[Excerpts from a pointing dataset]

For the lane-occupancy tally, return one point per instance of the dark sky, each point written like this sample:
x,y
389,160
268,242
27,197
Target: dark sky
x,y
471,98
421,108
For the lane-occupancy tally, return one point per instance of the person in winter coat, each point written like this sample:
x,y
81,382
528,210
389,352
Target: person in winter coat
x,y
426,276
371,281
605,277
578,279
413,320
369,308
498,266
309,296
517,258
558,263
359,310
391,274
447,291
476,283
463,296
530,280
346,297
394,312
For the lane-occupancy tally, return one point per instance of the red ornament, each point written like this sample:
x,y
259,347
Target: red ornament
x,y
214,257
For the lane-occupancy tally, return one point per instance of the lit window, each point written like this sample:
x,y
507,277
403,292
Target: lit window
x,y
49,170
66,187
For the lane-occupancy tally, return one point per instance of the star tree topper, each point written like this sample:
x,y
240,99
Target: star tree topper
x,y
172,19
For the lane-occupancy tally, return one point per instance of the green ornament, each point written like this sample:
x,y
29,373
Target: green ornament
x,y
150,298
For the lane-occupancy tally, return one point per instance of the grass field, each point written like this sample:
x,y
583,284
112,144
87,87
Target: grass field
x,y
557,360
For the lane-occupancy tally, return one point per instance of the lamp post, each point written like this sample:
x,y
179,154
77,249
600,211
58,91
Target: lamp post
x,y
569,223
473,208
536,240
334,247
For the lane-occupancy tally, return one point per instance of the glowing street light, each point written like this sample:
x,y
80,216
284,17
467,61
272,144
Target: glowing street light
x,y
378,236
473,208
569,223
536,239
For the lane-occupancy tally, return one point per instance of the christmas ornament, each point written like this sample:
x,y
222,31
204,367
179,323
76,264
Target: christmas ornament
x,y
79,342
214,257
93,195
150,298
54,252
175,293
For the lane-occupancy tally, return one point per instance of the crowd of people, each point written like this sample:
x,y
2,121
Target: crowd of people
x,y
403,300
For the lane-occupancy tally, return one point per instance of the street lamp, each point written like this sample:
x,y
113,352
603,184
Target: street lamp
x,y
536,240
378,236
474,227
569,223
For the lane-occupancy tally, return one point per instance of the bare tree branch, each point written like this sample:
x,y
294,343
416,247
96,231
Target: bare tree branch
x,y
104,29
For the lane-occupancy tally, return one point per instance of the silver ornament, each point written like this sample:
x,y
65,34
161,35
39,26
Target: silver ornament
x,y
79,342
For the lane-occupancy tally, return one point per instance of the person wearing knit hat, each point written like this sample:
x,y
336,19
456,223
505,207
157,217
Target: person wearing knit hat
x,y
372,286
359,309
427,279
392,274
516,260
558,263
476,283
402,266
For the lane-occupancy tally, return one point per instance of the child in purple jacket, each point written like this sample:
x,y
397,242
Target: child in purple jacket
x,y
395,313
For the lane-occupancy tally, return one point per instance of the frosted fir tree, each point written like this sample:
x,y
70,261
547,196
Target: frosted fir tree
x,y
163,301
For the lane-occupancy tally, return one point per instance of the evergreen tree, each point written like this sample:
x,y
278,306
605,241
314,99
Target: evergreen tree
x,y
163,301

YOUR GOAL =
Write out all of the records again, switching "lane-occupancy tally" to "crowd survey" everywhere it occurs and changing nothing else.

RESULT FOR THIS TASK =
For the crowd survey, return one point per instance of the dark sky, each point written like this sample:
x,y
389,160
268,242
27,197
Target: dark sky
x,y
471,98
421,108
For the crowd survey, return one point per instance of the person in winter coat, each point written like this sample:
x,y
81,382
528,210
389,352
Target: person in winter coat
x,y
426,276
371,281
605,277
578,279
413,320
369,308
498,266
309,296
517,258
558,263
359,310
391,274
447,291
476,283
463,296
530,280
346,297
394,312
For the crowd survey, return one point per instance of the red ornament, each point written like this sample:
x,y
259,347
Target: red ornament
x,y
214,257
For the crowd survey, return one point per instance of the lit window, each point written like this sample:
x,y
507,277
403,292
Target: lit window
x,y
49,170
66,187
For the crowd survey, return one point per instance of the star tree topper, each point written like this sample:
x,y
240,99
Target: star tree topper
x,y
172,19
For the crowd survey, return one point per instance of the green ornament, each point written like this sample:
x,y
29,373
Target: green ornament
x,y
150,298
For the crowd survey, return one point per instance of the grass field, each point written like this sample:
x,y
583,284
112,144
87,87
Target: grass field
x,y
557,360
For the crowd survey, return one point per instance of the lamp post, each point written like this sample:
x,y
179,154
77,249
600,211
58,91
Target: lamp post
x,y
569,223
473,208
536,240
334,247
For the crowd survey, return one point per instance of the glowing street light, each point written like this sample:
x,y
80,216
284,17
467,61
272,144
Target: glowing street light
x,y
378,236
473,208
569,223
536,239
For the crowd survey, return one point per instance of the christmas ornament, each point written like this sample:
x,y
222,31
204,367
179,323
76,264
Target: christmas ornament
x,y
79,342
214,257
93,195
150,298
54,252
175,293
For the crowd survey, return one point per instance of the crowd of people, each point written like this sample:
x,y
2,121
Target: crowd of people
x,y
403,300
For the crowd survey, return one point per instance of the street lamp, each point written like this sample:
x,y
113,352
603,184
Target: street lamp
x,y
536,240
378,236
474,227
569,223
For the crowd survey, return one point per instance of the bare tree branch, each point written like this sample:
x,y
294,343
416,247
96,231
Target: bare tree branch
x,y
104,29
For the crowd survey, return one point per instance of the silver ornament, each point written like this sample:
x,y
65,34
161,35
39,26
Target: silver ornament
x,y
79,342
For the crowd survey, return one point per instance of the person wearing knit hat, each point written like this sample:
x,y
336,19
456,223
505,207
157,217
Target: person wearing knit hat
x,y
372,286
359,309
427,279
392,274
516,260
558,263
476,283
402,266
For the crowd survey, return one point per instance of the child in purple jacket, each point written like this sample:
x,y
397,242
Target: child in purple jacket
x,y
395,313
For the crowd survey, return one point per instance of the frosted fir tree, each point written like this sample:
x,y
70,261
547,196
Target: frosted fir tree
x,y
163,301
For the crowd survey, return one point per instance of the evergreen tree, each point written like this sample:
x,y
278,306
605,241
314,99
Target: evergreen tree
x,y
163,301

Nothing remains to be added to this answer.